EXERCISE DESCRIPTION: Restate each of the lines below word for word and drop every picture.

[Point labeling dataset excerpts]

━━━━━━

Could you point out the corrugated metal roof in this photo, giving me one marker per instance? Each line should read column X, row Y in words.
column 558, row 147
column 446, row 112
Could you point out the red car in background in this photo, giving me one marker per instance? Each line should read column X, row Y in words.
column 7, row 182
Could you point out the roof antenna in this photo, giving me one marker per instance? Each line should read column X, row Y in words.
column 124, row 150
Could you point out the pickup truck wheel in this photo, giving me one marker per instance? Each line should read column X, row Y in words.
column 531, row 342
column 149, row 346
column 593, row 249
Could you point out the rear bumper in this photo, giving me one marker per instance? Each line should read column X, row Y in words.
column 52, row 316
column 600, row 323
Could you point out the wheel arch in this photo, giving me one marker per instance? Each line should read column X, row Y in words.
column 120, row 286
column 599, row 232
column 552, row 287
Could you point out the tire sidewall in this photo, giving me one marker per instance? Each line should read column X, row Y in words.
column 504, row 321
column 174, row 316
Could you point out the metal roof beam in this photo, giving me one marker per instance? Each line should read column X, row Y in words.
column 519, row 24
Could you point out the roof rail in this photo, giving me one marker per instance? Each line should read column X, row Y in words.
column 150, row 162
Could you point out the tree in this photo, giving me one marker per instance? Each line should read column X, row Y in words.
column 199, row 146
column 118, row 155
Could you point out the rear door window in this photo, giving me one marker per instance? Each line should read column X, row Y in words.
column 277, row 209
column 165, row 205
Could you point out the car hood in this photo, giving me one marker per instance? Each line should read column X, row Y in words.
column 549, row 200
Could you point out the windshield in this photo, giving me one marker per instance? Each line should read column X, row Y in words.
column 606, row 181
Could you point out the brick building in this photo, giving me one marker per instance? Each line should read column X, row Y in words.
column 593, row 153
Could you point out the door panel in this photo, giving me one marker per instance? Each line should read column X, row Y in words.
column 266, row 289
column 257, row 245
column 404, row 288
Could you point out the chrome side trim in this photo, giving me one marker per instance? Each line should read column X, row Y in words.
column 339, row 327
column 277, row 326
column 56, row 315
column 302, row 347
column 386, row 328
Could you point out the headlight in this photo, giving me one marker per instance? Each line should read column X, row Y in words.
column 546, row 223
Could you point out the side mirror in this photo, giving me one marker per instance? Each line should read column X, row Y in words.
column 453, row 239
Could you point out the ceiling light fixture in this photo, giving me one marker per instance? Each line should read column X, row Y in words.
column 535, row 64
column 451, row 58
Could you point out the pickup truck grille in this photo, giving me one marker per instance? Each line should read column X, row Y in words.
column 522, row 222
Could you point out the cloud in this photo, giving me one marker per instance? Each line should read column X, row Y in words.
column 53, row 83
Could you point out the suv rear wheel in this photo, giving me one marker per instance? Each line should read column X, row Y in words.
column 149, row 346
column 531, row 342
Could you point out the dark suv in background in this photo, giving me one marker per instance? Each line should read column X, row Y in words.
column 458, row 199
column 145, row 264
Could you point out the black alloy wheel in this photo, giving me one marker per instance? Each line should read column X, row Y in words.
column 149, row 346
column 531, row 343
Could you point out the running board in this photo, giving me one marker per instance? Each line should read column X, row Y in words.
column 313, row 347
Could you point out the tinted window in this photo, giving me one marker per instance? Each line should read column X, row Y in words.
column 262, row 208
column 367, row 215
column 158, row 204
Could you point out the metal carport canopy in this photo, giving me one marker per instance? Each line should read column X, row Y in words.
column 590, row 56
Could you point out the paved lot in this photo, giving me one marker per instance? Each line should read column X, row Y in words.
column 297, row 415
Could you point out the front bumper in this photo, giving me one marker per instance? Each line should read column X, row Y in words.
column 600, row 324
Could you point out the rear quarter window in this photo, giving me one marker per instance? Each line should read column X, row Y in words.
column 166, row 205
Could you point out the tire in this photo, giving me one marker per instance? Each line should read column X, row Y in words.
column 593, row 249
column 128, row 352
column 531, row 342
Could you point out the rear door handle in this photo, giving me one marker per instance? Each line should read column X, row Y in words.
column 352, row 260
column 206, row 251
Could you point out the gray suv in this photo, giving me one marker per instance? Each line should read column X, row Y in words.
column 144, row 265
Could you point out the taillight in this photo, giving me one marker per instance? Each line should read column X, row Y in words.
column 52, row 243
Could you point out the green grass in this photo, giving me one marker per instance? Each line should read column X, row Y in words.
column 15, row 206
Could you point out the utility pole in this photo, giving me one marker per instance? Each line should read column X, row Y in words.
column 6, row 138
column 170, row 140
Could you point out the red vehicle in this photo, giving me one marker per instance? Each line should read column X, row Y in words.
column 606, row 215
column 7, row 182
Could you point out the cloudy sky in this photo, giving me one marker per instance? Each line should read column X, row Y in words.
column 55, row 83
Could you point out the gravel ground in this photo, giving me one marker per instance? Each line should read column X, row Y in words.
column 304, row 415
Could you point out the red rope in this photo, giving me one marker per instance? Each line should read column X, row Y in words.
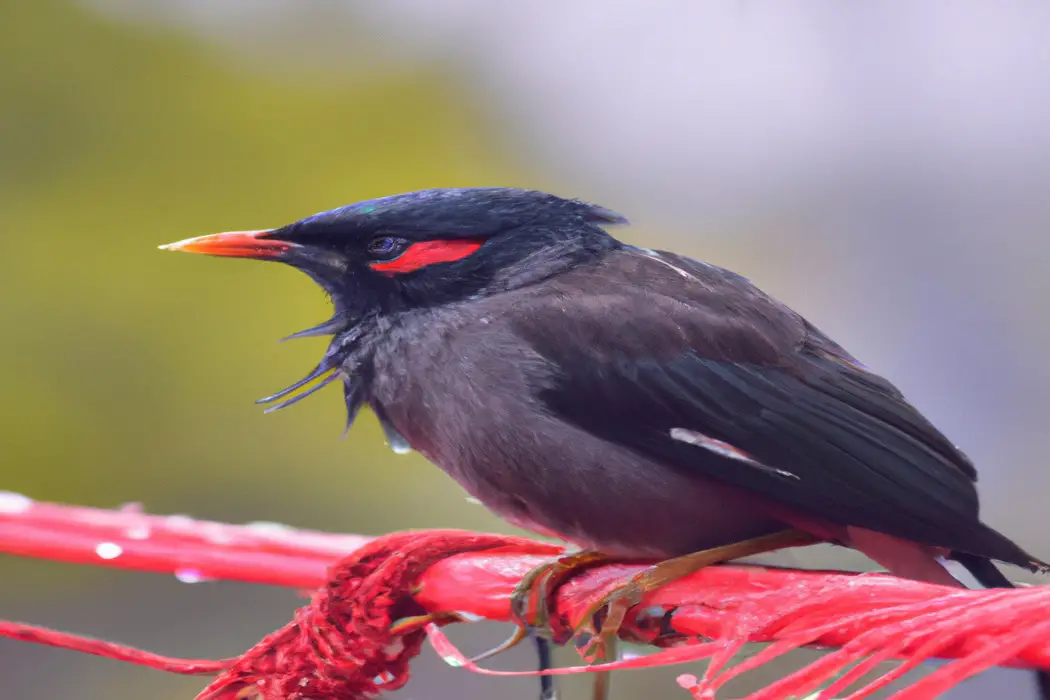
column 340, row 645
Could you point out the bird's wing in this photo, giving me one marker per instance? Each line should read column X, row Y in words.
column 691, row 365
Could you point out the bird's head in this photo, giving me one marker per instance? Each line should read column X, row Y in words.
column 408, row 251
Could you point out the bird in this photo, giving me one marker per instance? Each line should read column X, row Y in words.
column 634, row 403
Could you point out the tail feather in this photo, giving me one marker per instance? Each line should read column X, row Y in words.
column 988, row 575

━━━━━━

COMPLETED TASK:
Could you point out the corrugated metal roof in this photo, giving me one marker per instance? Each line should read column X, row Y in words.
column 558, row 147
column 446, row 112
Could you point out the red car in background in this photo, giving me one marker per instance? Each line should read column X, row Y in words.
column 7, row 182
Could you point out the roof antenna in this photo, giving me one marker per instance? Each line should read column X, row Y in words.
column 124, row 150
Could you point out the pickup truck wheel in this photo, giving me one marker per instance? Each line should read column X, row Y in words.
column 531, row 342
column 149, row 346
column 593, row 249
Could you point out the rear bumper in this photo, giving me one marker per instance? Each line should read column X, row Y in words.
column 52, row 316
column 600, row 323
Could you point out the wheel arch in this photo, giving me one marker per instance? Each line should read column X, row Y in words.
column 120, row 286
column 599, row 232
column 552, row 287
Could you point out the tire sidewall in this photo, giving me one marker per instance? Each line should read column X, row Y in words.
column 504, row 321
column 174, row 316
Could you point out the metal roof beam in this photo, giving me one marker per instance? Each line should read column X, row Y in words.
column 519, row 24
Could you point out the roof rail in this photo, giving me one marker per instance? Each line should read column X, row Y in words.
column 150, row 162
Could you point out the tree in this photo, giving me one marker per instance? Each line should read column X, row Y in words.
column 199, row 146
column 118, row 155
Could you point out the rear door window in this photo, giving me one marker per instance? Each line should read column X, row Y in words.
column 277, row 209
column 165, row 205
Could you point out the car hood in this photo, giving me one marker per instance? Each line should read column X, row Y in words.
column 549, row 200
Could you point out the windshield in this photo, giving me one marker per instance? Each line should read column X, row Y in words.
column 606, row 181
Could you point out the brick building in this photo, giving me one marker per instance? Each line should read column X, row Y in words.
column 593, row 153
Could you point out the door panel in this photo, giving me one marker per instance? Each line should read column X, row Y in words.
column 266, row 289
column 257, row 245
column 404, row 288
Could you point out the chrome side trim in this photo, giving me one marker per instance? Each line should read column X, row Y in words.
column 339, row 327
column 277, row 326
column 56, row 315
column 302, row 347
column 386, row 328
Could you point out the headlight in this photo, giving me one marker per instance? Each line should read column X, row Y in words.
column 546, row 223
Could you point out the side mirror in this photo, giving me one marker per instance? Each line should read column X, row Y in words.
column 453, row 239
Could you point out the ceiling light fixture in this photo, giving me one marker per instance? Each line should read column X, row Y in words.
column 535, row 64
column 451, row 58
Could you point out the pickup truck grille in this photo, giving me one marker per instance? Each line should read column X, row Y in words.
column 522, row 222
Could you point out the cloud in this photo, giving me one marker per instance? Each line should read column X, row Y in words.
column 53, row 83
Could you point out the suv rear wheel in this photo, giving me one marker per instance? Each line should read column X, row Y in words.
column 149, row 346
column 531, row 342
Could you point out the dark suv in background in this photo, giving me one marker per instance? Each line should read column X, row Y in words.
column 458, row 199
column 145, row 264
Could you point out the black alloy wheel in this photo, giving me one marker per instance? Each line should read column X, row Y in words.
column 149, row 346
column 531, row 343
Could you point out the running board in this photo, giving me one marker per instance? Each line should read column X, row Y in words.
column 313, row 347
Could you point out the tinted window in this photo, giving me one marker per instance? Each line should read column X, row Y in words.
column 262, row 208
column 367, row 215
column 158, row 204
Could you point out the metal carport canopy in this photo, giving me one marker per instance? Each line should read column X, row Y in words.
column 590, row 56
Could you point out the paved lot in this photo, giving me one marker per instance? Each line should read column X, row Y in words.
column 297, row 415
Could you point out the front bumper in this photo, giving me one marker per instance? Each line should read column X, row Y in words.
column 600, row 324
Could you point out the rear quarter window in this photo, giving me one marker per instance? Each line should read column X, row Y in words.
column 166, row 205
Could you point out the tire in this photo, giving me one marker per instance? Each line should read column X, row Y in words.
column 593, row 249
column 128, row 352
column 531, row 342
Could you point out the rear door handle in this photo, giving me one marker per instance? Each line should read column X, row Y in words.
column 352, row 260
column 206, row 251
Could you point out the gray suv in this photo, giving me one marker per instance? Each line should read column X, row Y in words.
column 144, row 265
Could you point out the taillight in this photo, giving me one marker per instance? Each line should read column X, row Y in words.
column 52, row 243
Could you point out the green grass in this photo, giving me one marker per instance? Each line should read column X, row Y in words.
column 15, row 206
Could you point out the utility pole in this photo, giving me one marker per instance? Each line should read column X, row Y in words.
column 6, row 138
column 170, row 140
Could you point out the red vehicle in this photo, giving me one marker per instance? Each line should read column X, row Y in words.
column 606, row 215
column 7, row 182
Could you point out the cloudy sky in this photo, giving me one marker per instance? Each line should read column X, row Y in words.
column 55, row 83
Could you point out the gravel ground in this photo, giving me one marker per instance? Each line should read column X, row Y in words.
column 304, row 415
Could you point out the red rope in this photo, giving me one marker per instance? Each line should read column X, row Y in words.
column 340, row 645
Could you point out the bird's wing in this photo, giving me one marker per instance? Each line should read column X, row Y in words.
column 691, row 365
Could you point out the bird's head in this photo, giving me one marker per instance? Each line should read column X, row Y in words.
column 408, row 251
Could you point out the bird in this photo, giving me one marker per instance? Each line should read column X, row Y in words.
column 634, row 403
Could you point out the tail feather in this photo, giving me one marker per instance? Each line should read column X, row Y in words.
column 988, row 575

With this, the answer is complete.